▸ **REQUIRED WORK**
Every record that follows should be copied exactly. No picture belongs in the copy.

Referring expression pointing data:
========================================

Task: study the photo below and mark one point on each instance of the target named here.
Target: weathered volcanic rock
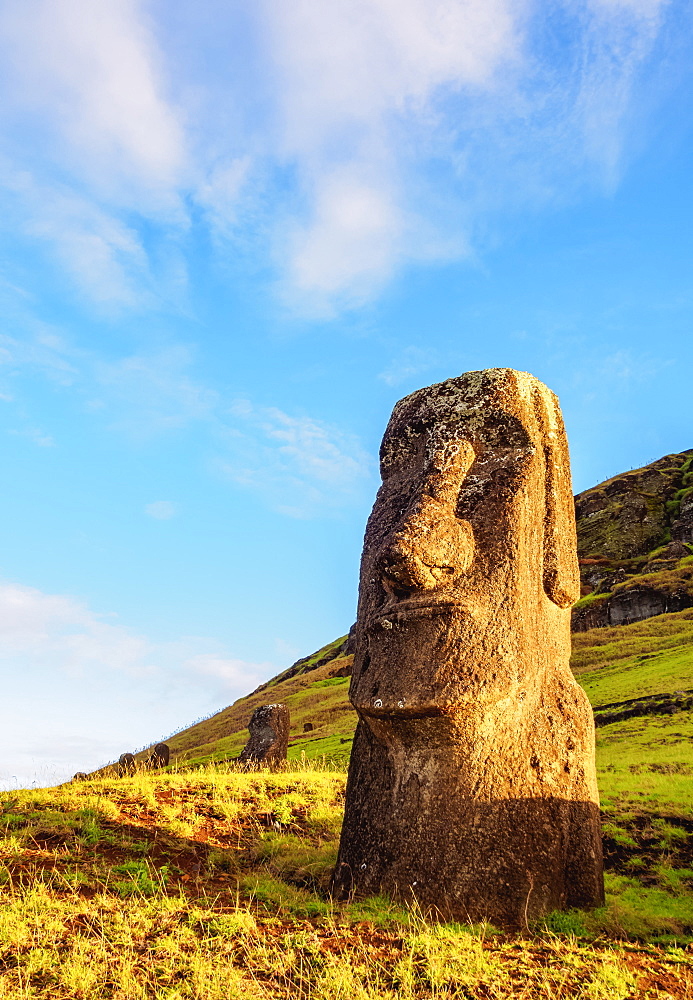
(628, 515)
(160, 756)
(269, 735)
(472, 783)
(126, 764)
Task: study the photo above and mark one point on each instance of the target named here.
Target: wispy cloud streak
(351, 139)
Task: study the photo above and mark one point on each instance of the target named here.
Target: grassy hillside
(210, 885)
(204, 883)
(614, 665)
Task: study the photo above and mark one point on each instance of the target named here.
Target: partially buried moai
(126, 765)
(159, 757)
(472, 785)
(269, 735)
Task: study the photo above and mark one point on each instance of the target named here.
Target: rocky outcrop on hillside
(635, 544)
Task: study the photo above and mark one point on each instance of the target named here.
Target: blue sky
(232, 235)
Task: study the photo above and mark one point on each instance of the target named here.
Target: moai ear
(561, 570)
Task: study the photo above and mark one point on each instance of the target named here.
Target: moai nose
(429, 548)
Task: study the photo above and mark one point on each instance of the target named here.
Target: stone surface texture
(160, 756)
(126, 764)
(472, 784)
(269, 735)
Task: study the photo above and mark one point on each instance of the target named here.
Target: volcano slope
(203, 882)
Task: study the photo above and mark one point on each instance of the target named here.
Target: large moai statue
(126, 765)
(269, 736)
(472, 785)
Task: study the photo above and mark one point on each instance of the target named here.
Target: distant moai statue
(472, 785)
(269, 736)
(159, 757)
(126, 764)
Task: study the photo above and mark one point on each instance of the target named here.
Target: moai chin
(472, 785)
(269, 735)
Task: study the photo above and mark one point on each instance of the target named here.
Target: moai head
(269, 735)
(469, 562)
(126, 764)
(160, 755)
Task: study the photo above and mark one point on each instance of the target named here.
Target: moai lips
(472, 784)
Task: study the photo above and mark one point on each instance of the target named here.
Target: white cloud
(92, 71)
(161, 510)
(300, 466)
(79, 688)
(360, 135)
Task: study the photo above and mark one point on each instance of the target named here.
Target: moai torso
(472, 785)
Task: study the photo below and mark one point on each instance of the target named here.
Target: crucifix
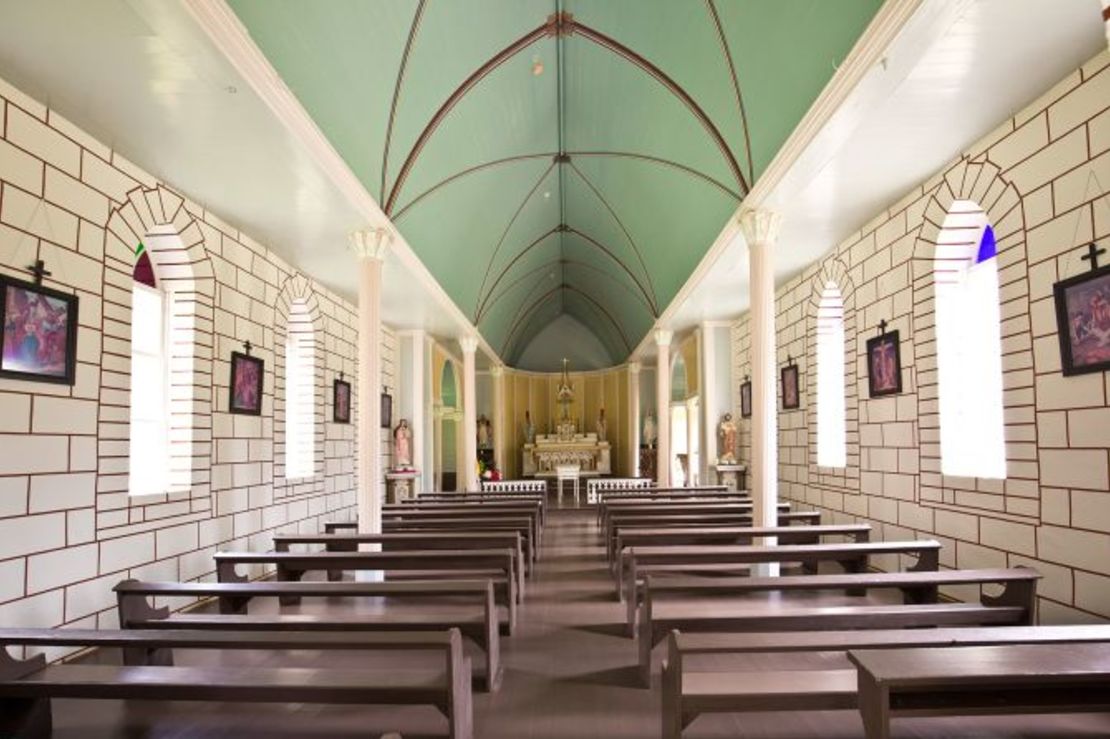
(1092, 255)
(39, 270)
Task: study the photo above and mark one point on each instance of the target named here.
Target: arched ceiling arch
(557, 157)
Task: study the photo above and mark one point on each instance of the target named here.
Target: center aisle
(568, 671)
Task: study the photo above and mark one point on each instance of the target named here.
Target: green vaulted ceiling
(551, 157)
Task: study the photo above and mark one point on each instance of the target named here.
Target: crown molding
(229, 34)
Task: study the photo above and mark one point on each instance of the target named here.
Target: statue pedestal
(400, 485)
(733, 476)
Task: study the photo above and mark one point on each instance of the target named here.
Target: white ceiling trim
(230, 36)
(866, 53)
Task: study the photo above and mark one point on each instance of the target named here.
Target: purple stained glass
(987, 246)
(144, 271)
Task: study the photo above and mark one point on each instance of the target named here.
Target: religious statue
(530, 431)
(485, 433)
(726, 441)
(402, 445)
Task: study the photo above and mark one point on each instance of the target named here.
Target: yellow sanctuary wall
(535, 392)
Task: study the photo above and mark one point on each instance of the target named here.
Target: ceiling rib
(453, 99)
(736, 84)
(396, 91)
(664, 79)
(566, 262)
(518, 158)
(564, 229)
(632, 242)
(504, 234)
(471, 170)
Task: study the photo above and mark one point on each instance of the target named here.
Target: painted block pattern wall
(69, 530)
(1043, 179)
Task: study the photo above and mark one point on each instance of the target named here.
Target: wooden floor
(568, 675)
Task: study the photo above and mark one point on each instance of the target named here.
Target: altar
(547, 452)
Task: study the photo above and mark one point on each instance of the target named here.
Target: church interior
(555, 368)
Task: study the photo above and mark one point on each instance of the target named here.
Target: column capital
(759, 225)
(370, 243)
(470, 344)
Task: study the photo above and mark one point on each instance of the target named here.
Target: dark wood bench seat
(728, 535)
(851, 557)
(476, 617)
(1019, 586)
(28, 686)
(466, 564)
(523, 525)
(1008, 679)
(688, 691)
(401, 542)
(654, 625)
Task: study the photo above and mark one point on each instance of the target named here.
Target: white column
(417, 402)
(760, 231)
(468, 474)
(634, 418)
(707, 391)
(500, 431)
(369, 247)
(429, 478)
(663, 337)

========================================

▸ **SOLUTION TO THE PROBLEM**
Task: study the photo below and mark one point on each instance of the target named here.
Target: weathered volcanic rock
(628, 515)
(160, 756)
(269, 735)
(472, 783)
(126, 764)
Task: study the photo above and mark one point on each instance of the target named here.
Target: wispy cloud streak
(351, 139)
Task: study the photo above and mark one point on each instance of the target named here.
Target: grassy hillside
(210, 885)
(204, 883)
(614, 665)
Task: study the photo above and mark one point on each instance of the target named here.
Target: partially buried moai
(126, 765)
(159, 757)
(472, 785)
(269, 735)
Task: study the photo above and mark one point on each instance of the target named here.
Target: rocky outcrop on hillside
(635, 544)
Task: study the photo above and mark one point on each instance of the target named here.
Target: blue sky
(232, 235)
Task: study the photo above and mark one point on each instance of the target named here.
Target: moai ear
(561, 570)
Task: study the photo above and mark one point on each instance of the target named here.
Target: moai nose
(429, 548)
Task: study the photo above and mark one point on each instance of the target named here.
Target: stone surface texture
(160, 756)
(126, 764)
(472, 784)
(269, 735)
Task: study the photo above and mark one point on each instance of the target named here.
Target: volcano slope
(203, 882)
Task: study the photo above and mark one point on each instance of the target named here.
Target: large moai statue
(126, 765)
(269, 736)
(472, 785)
Task: study the photo above and mark one point on each instance of the target named here.
Target: distant moai statue
(472, 785)
(269, 736)
(159, 757)
(126, 764)
Task: study the photo above and mark one point on each instance of the target named here.
Target: moai chin
(472, 785)
(269, 735)
Task: study the photo above and mark one point on each instance of the target named here.
Target: moai head
(269, 735)
(469, 562)
(126, 764)
(160, 755)
Task: study the photo above and mark one point on each instance of the target named here.
Target: moai lips
(472, 784)
Task: study the photo above and mark one point on each instance of the target named here.
Target: white cloud
(92, 71)
(161, 510)
(300, 466)
(79, 688)
(360, 135)
Task: study the photo above and mark one point on each instance of the target named here.
Target: moai torso
(472, 785)
Task: study the photo below and mark one point on each instance of the target named here.
Target: crucifix
(1092, 255)
(39, 270)
Task: study the photo above and mark one point on each instance of the target named here.
Target: arched ceiling arch
(557, 157)
Task: study the photo above and mark one point on each instance of the target named here.
Target: center aisle
(568, 671)
Task: study the photo above and mark one point on each instance of the target named here.
Target: green vaulted ceiling
(551, 157)
Task: study the photo above and mark one point on each instance of the target named here.
Target: crown molding
(229, 34)
Task: study the photo above and mark one point on each instance of the target named here.
Target: statue pedestal
(400, 485)
(733, 476)
Task: study the photo above and mark one point on each instance of the target named here.
Target: white ceiling trim
(230, 36)
(866, 53)
Task: study the photo above and mark one point on each instance of the target named here.
Target: purple stained glass
(987, 246)
(144, 271)
Task: study the photo above and mark one point on each instance of the target named here.
Target: religious statue
(530, 431)
(485, 433)
(726, 441)
(402, 445)
Task: study the photo above and mark one point on each instance of the target named here.
Target: yellow sanctuary wall
(535, 392)
Task: study the photo above and mark one point on each instance of the target named here.
Target: ceiling rib
(453, 99)
(736, 84)
(396, 91)
(664, 79)
(566, 262)
(518, 158)
(564, 229)
(632, 242)
(504, 234)
(471, 170)
Task: study the photo above and mark one point on each instance of the target named here.
Target: painted block pattern wall
(69, 530)
(1043, 179)
Task: study the photo above and mark one point on each instance of the target named here.
Target: wooden floor
(568, 675)
Task: study the photo above and mark one point on each instance of the target named here.
Target: altar
(547, 452)
Task: study the photo above and mark one point on each instance of the target named here.
Target: church interior
(555, 368)
Task: study the photo above and mark one point on each instance of the target named here.
Target: column capital
(759, 225)
(370, 243)
(470, 344)
Task: study the photo above and mark one point on each instance of the target named here.
Target: dark wood bench seat
(728, 535)
(851, 557)
(476, 617)
(1019, 586)
(28, 686)
(466, 564)
(523, 525)
(1008, 679)
(688, 691)
(401, 542)
(654, 625)
Task: study the photo above and mark one point on each instance of the target named here.
Target: white column
(417, 402)
(760, 231)
(468, 474)
(634, 418)
(707, 391)
(500, 431)
(369, 247)
(429, 478)
(663, 337)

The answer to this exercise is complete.